In the blog post about crisis leadership, quote the part from "Cricket, anti-Semitism, Facebook" to "James Sutherland did." word for word.

### Given text

Cricket, anti-Semitism, Facebook and running bucks

Updated: Jan 6, 2023



Back when the US had presidents you could admire, Harry S Truman had a sign on his desk that said “the buck stops here”. But when trying to handle a crisis, does the buck stop with the person in charge? The answer is usually, but not always. Let me give a few current examples.

Cricket Australia: Ever since Cameron Bancroft was spotted stuffing sandpaper down his trousers (not something I’d advise in any context), the body in charge of the Australian test team has been in crisis. When the Prime Minister of your country wades in, the top banana has to take charge. And that’s what Cricket Australia chief executive James Sutherland did.

He jumped on a plane to South Africa, quizzed all the key players, held a press conference where he clarified disgraced cricket captain Steve Smith’s vague comments about the “leadership group” to exonerate coach Darren Lehmann, and handed out punishments to the three cricketers involved which seem harsh enough to put a lid on the scandal. I’d expect Ball Tampering to move from front page to footnote pretty quickly.

######
### Material supplied

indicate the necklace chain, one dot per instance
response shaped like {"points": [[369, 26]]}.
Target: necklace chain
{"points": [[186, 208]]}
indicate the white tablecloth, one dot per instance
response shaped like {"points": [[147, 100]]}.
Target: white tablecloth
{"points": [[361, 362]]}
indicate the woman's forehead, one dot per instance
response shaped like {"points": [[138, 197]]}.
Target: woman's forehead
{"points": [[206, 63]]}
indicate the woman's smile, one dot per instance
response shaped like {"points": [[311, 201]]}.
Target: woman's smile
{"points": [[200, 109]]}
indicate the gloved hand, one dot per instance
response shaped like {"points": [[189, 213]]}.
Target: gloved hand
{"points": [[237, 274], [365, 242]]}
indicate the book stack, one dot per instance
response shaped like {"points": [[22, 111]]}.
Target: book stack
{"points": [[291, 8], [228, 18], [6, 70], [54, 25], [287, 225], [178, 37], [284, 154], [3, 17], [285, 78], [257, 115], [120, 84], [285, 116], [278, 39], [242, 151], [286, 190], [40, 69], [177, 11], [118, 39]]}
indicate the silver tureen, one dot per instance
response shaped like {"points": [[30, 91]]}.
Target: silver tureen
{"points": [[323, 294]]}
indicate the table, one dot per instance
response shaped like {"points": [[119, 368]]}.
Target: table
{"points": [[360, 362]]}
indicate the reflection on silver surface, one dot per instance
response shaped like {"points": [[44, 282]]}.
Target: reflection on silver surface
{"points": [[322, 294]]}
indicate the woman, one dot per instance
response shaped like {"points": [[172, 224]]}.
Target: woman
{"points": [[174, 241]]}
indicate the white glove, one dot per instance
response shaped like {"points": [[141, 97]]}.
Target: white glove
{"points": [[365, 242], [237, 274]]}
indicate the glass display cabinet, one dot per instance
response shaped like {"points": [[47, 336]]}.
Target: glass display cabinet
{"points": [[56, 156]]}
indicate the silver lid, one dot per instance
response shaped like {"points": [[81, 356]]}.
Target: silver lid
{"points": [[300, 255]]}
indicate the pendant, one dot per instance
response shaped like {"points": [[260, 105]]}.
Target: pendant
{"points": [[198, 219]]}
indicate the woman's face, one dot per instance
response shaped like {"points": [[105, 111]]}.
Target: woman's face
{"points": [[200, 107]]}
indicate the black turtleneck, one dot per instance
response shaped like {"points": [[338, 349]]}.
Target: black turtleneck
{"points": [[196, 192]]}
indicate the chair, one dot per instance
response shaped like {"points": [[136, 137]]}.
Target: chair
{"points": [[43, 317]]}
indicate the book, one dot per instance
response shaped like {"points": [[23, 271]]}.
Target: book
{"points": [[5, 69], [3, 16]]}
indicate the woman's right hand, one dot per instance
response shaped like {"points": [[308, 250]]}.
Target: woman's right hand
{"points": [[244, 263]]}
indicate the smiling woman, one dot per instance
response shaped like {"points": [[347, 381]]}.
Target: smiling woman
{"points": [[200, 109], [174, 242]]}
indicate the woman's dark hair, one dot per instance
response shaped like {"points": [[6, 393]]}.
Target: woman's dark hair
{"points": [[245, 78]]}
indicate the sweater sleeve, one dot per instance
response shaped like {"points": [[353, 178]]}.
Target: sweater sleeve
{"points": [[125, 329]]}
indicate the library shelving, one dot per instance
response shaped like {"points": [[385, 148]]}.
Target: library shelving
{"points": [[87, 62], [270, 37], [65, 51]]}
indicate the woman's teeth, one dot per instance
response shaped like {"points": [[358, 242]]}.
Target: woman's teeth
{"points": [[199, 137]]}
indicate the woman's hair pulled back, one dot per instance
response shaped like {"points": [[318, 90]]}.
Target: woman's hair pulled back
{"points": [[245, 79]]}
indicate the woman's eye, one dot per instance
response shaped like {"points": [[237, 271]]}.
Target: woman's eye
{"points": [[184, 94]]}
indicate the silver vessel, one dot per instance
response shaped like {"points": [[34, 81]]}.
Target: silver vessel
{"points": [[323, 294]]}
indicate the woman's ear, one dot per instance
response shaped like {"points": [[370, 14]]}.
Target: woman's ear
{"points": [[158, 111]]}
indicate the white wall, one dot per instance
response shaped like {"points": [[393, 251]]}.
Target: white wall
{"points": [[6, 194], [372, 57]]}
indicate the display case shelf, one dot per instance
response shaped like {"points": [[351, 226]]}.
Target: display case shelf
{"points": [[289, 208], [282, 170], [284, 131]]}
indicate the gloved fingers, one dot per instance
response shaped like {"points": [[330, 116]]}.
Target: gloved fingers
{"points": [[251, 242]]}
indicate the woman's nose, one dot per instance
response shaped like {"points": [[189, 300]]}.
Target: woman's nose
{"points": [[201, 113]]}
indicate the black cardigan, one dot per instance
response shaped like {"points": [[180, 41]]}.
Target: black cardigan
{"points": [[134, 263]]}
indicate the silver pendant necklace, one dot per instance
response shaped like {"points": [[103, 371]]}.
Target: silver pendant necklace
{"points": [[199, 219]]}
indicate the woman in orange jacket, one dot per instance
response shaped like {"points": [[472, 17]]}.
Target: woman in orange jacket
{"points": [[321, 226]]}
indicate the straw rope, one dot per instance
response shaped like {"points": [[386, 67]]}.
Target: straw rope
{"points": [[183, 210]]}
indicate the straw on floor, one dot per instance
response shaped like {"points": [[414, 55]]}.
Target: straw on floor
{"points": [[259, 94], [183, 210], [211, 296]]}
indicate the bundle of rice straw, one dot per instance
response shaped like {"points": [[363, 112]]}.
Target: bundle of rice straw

######

**Correct answer:**
Cricket, anti-Semitism, Facebook and running bucks

Updated: Jan 6, 2023



Back when the US had presidents you could admire, Harry S Truman had a sign on his desk that said “the buck stops here”. But when trying to handle a crisis, does the buck stop with the person in charge? The answer is usually, but not always. Let me give a few current examples.

Cricket Australia: Ever since Cameron Bancroft was spotted stuffing sandpaper down his trousers (not something I’d advise in any context), the body in charge of the Australian test team has been in crisis. When the Prime Minister of your country wades in, the top banana has to take charge. And that’s what Cricket Australia chief executive James Sutherland did.